[Records from a point annotation dataset]

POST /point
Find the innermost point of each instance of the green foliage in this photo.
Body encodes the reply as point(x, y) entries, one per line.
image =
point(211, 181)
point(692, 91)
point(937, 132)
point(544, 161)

WRITTEN REQUEST>
Reproduce the lines above verbatim, with no alterations of any kind.

PROBLEM SOLUTION>
POST /point
Find the innermost point of each instance of the green foliage in this photo.
Body encodes the reply as point(x, y) entries, one per line.
image =
point(211, 181)
point(692, 91)
point(937, 132)
point(544, 161)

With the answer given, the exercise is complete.